=== SELECTED EXTRACT ===
++++

This year, I’ll also be spending a lot of time indoors, reviewing past work. It turns out that I have a lot that hasn’t been shared at all before; I’ve been through stretches where I shot thousands of photos and barely looked at them afterward. Right now, I’m posting some previously unseen work from late 2019 on my Instagram account. I plan to discuss some of it in a future newsletter.
I am also continuing to work on my project about the Furukawa river, provisionally titled The Old River. I’ve already compiled several different potential series into handmade books — nothing polished, just enough work to see how they look in print and how they flow together as pages are turned.
The photos I am most attracted to for this project were taken in the meditative mode I discuss above, and I am hoping that they might also instill a reflective state in the viewer. To this end I am selecting photographs that have a vertical orientation. Horizontal frames are well suited for action and tension. By contrast, vertical photos are calmer. Less space for movement, more for emptiness and light.

++++

=== WRITTEN EXERCISE 1 ===
Please transcribe the stretch of the photography excerpt from "This year, I’ll" through "a future newsletter.".
=== WRITTEN EXERCISE 2 ===
In the photography excerpt, what is the provisional title of the project about the Furukawa river?
=== WRITTEN EXERCISE 3 ===
Write the next part of the photography excerpt, starting after its final sentence.

=== STORED RECORDS ===

++++

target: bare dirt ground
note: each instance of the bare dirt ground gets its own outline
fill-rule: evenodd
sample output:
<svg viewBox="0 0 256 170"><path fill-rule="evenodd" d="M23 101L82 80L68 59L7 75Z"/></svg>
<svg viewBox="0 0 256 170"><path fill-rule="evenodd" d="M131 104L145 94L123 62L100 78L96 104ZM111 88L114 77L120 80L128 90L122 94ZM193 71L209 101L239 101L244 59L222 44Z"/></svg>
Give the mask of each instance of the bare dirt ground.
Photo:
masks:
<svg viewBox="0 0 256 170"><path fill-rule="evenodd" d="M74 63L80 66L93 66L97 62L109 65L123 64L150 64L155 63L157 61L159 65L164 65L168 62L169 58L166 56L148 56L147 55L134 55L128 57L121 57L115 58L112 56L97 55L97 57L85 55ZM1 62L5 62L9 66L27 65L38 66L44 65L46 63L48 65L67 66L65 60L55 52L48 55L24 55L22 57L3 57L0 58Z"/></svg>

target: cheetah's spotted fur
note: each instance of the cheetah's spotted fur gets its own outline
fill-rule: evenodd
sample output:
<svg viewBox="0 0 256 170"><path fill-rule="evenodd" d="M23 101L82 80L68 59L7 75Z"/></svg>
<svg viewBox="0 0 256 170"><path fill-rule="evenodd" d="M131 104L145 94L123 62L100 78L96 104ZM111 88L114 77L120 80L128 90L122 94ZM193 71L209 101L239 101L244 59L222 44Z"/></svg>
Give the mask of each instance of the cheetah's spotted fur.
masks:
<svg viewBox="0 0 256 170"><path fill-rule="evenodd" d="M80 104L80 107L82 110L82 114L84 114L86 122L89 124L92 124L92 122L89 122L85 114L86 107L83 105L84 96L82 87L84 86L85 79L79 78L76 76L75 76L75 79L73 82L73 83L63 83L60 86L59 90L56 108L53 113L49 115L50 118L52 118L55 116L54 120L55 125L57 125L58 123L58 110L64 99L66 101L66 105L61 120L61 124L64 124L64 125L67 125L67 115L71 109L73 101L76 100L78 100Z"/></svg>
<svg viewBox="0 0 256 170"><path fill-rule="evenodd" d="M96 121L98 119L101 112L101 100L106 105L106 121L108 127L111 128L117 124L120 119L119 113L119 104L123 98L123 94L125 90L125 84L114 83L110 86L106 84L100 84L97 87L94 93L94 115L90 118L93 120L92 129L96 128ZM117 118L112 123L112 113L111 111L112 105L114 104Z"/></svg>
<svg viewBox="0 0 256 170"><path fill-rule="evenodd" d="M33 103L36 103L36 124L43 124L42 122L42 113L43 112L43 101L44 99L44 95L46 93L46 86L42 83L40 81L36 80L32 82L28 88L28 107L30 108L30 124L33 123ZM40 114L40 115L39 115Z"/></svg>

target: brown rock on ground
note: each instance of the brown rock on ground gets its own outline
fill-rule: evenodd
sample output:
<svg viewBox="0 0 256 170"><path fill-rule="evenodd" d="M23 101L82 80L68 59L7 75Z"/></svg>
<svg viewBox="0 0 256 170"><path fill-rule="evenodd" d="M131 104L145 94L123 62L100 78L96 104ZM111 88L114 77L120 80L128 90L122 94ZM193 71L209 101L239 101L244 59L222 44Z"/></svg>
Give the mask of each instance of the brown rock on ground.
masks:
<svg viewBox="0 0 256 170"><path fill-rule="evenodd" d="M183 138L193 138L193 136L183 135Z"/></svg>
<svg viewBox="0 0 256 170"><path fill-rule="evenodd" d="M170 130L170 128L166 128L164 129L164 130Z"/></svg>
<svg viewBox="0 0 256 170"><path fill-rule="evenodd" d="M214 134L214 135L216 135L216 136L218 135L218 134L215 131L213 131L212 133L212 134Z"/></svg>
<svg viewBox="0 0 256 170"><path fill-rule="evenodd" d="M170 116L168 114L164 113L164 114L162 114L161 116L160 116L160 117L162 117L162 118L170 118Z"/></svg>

++++

=== EXERCISE OUTPUT 1 ===
This year, I’ll also be spending a lot of time indoors, reviewing past work. It turns out that I have a lot that hasn’t been shared at all before; I’ve been through stretches where I shot thousands of photos and barely looked at them afterward. Right now, I’m posting some previously unseen work from late 2019 on my Instagram account. I plan to discuss some of it in a future newsletter.

=== EXERCISE OUTPUT 2 ===
The Old River

=== EXERCISE OUTPUT 3 ===
The photos above are particularly tall and narrow compared to those you might be used to. But to me, the dimensions feel right. I am interested in Japanese hanging scrolls and picture books, both of which frequently feature art in a long vertical format. Moreover, they often include text that does not explain, but that complements, the pictures. This has been leading me to think about how language can be used in my own work here, which has come to be about memory and time, just as much as it is about a particular place.
But more on that later. For now, I will leave you with this photograph of Kegon Falls by Hiroshi Sugimoto, lithographed and then mounted on a traditional hanging scroll. Now, I don’t want to give the impressions that this is a typical mode of displaying photographs in Japan; in fact I can’t think of another major photographer who has done it. Yet it suits this wonderfully meditative photograph perfectly.